Consegna A :: Nei record, prendi le righe dalla riga che contiene "Mark every instance of the dog's neck" fino alla riga che contiene "[(19, 36), (102, 31), (85, 37), (346, 12)]", compresa. Riscrivile sostituendo "single point" con "single dot" e lascia invariato tutto il resto.

Anche nel 2012 la Nihil sta continuando a proporre festival fenomenali, in cui si possono ammirare pesi massimi del metal estremo internazionale, sfiziose chicche underground e una vasta selezione delle tante, intriganti, realtà che spuntano come funghi su suolo italiano. Questa volta è il turno dei dioscuri del brutal death a stelle e strisce, i Suffocation, presentarsi al Carlito’s Way di Retorbido, diventata ultimamente una piccola mecca del metallo tricolore. I newyorkesi sono attorniati da un paio di nomi esteri di lungo corso, i grinders Cattle Decapitation e i deathsters vecchio stampo Blood Red Throne, e da una messe di act italici, tra i quali spiccano i Kaptivity del terremotante esordio “Walk Into The Pain” e gli Adimiron dell’elogiatissimo “K2”.

In prossimità della manifestazione, una sfiga subdola sembrava minacciare la buona riuscita della giornata; la defezione degli Hate, e soprattutto l’incertezza sulla presenza di Frank Mullen dietro il microfono dei Suffocation avevano destato un po’ di preoccupazione. Se poi aggiungiamo che anche il batterista storico dei nostri, Mike Smith, se n’era appena andato, si può capire che una parte del pubblico avesse cominciato a temere un evento in tono minore. Come andrete a leggere nelle righe che seguono, le cose sono andate in maniera leggermente diversa….

Giovanni Mascherpa


UNDER THE OCEAN

Agli Under The Ocean spettava l’infausto compito di provare a scaldare gli animi dei pochi presenti che intorno alle 17 si erano assiepati sotto il palco del Carlito’s Way. Missione fallita in maniera clamorosa, complice anche il fatto di proporre un death-core banale e scontato che non tralascia alcun clichè del genere e che sa di già sentito in maniera imbarazzante. Totalmente fuori contesto, imprecisi in fase esecutiva e tutt’altro che trascinanti, dubito che i parmensi abbiano lasciato ai pochi presenti qualche motivo per essere ricordati. Gruppo come ce ne sono a centinaia, con poco carisma e ancor meno sostanza.

Wladimir Marconi


GOD SAVE THE HELL

I God Save The Hell sono una band giovane. Molto. E la loro performance di stasera lo ha mostrato in maniera netta. I ragazzi di Milano hanno palesato tutta la loro inesperienza che si è fatta sentire non tanto sul piano esecutivo, quanto su quello scenico. L’unico che ha provato a coinvolgere un po’ il pubblico è stato il frontman, per il resto mi è parso di assistere al concerto di impaurite statue di gesso. Sicuramente l’emozione ha giocato un ruolo fondamentale, ma i God Save The Hell mi sono sembrati davvero inadatti ad un festival di questo livello. Il loro death metal variegato di sfumature thrash in alcuni momenti risulta anche piacevole e coinvolgente, ma di strada da percorrere ne hanno ancora parecchia. Qualcosa di positivo si è intravisto e spero che con l’esperienza riescano a migliorare. Di tempo, considerata la giovanissima età, ne hanno a iosa.

Consegna B :: Riporta parola per parola il passo della recensione del festival che va da "Agli Under The" fino a "ancor meno sostanza." compreso.

Dati forniti ::
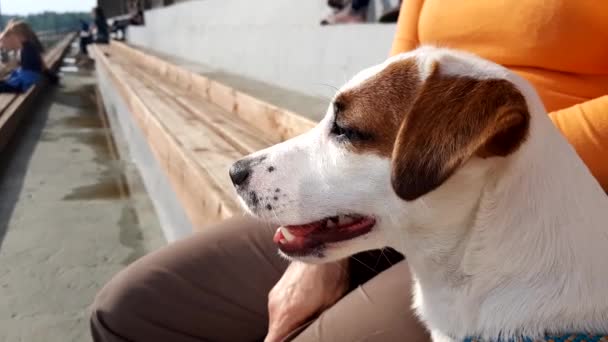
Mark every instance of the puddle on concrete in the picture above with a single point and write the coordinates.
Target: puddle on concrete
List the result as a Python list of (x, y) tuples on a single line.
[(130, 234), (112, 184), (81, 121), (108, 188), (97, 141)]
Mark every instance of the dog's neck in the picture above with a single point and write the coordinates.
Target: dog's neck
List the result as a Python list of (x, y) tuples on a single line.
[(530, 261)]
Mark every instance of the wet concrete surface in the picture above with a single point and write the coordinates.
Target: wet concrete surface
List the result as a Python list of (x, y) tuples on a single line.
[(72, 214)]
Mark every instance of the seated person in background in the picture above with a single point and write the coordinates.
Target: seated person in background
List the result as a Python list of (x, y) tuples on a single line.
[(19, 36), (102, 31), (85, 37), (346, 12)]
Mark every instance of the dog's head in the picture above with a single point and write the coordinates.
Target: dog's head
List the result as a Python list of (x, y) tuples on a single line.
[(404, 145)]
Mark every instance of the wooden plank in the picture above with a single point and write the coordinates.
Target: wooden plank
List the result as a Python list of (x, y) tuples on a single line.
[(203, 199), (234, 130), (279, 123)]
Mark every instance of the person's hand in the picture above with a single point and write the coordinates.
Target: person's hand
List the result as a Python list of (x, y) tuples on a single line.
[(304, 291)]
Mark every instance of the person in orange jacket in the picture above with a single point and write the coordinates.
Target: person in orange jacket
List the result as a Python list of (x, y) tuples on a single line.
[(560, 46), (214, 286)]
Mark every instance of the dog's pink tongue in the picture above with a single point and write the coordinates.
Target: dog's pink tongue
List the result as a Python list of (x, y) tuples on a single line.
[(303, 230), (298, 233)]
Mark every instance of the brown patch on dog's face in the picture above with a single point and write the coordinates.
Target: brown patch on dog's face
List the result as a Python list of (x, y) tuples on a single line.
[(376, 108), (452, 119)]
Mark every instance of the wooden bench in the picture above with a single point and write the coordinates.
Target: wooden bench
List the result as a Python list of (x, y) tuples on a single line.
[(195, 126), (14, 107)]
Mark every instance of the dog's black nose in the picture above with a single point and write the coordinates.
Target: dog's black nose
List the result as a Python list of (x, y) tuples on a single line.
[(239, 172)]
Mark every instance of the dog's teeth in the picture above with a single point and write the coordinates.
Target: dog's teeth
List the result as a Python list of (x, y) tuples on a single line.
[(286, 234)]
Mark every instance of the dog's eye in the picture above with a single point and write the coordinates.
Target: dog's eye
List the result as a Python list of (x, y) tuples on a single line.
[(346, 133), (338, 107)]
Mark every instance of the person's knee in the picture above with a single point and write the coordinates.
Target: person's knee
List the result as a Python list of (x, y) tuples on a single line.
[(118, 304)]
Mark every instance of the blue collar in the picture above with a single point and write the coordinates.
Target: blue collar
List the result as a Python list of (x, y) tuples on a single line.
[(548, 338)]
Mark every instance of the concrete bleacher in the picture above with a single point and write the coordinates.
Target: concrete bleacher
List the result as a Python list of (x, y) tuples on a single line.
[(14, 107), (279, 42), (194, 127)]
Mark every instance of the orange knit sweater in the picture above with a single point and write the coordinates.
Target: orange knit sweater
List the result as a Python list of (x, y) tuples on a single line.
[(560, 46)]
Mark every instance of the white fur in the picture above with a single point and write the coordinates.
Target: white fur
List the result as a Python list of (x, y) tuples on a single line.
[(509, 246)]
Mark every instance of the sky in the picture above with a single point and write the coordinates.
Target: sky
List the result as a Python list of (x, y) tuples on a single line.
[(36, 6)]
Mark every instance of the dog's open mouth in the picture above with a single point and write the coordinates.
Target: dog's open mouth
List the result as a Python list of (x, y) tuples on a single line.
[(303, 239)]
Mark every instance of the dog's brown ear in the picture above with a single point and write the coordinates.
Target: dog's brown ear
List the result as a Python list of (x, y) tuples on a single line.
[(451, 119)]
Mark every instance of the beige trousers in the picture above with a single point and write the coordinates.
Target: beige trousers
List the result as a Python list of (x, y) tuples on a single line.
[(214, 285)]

Risposta completa A ::
Mark every instance of the dog's neck in the picture above with a single dot and write the coordinates.
Target: dog's neck
List the result as a Python list of (x, y) tuples on a single line.
[(530, 261)]
Mark every instance of the wet concrete surface in the picture above with a single dot and write the coordinates.
Target: wet concrete surface
List the result as a Python list of (x, y) tuples on a single line.
[(72, 214)]
Mark every instance of the seated person in background in the picture above with a single dot and write the coordinates.
Target: seated person in background
List the result as a Python list of (x, y) tuples on a single line.
[(19, 36), (102, 31), (85, 37), (346, 12)]

Risposta completa B ::
Agli Under The Ocean spettava l’infausto compito di provare a scaldare gli animi dei pochi presenti che intorno alle 17 si erano assiepati sotto il palco del Carlito’s Way. Missione fallita in maniera clamorosa, complice anche il fatto di proporre un death-core banale e scontato che non tralascia alcun clichè del genere e che sa di già sentito in maniera imbarazzante. Totalmente fuori contesto, imprecisi in fase esecutiva e tutt’altro che trascinanti, dubito che i parmensi abbiano lasciato ai pochi presenti qualche motivo per essere ricordati. Gruppo come ce ne sono a centinaia, con poco carisma e ancor meno sostanza.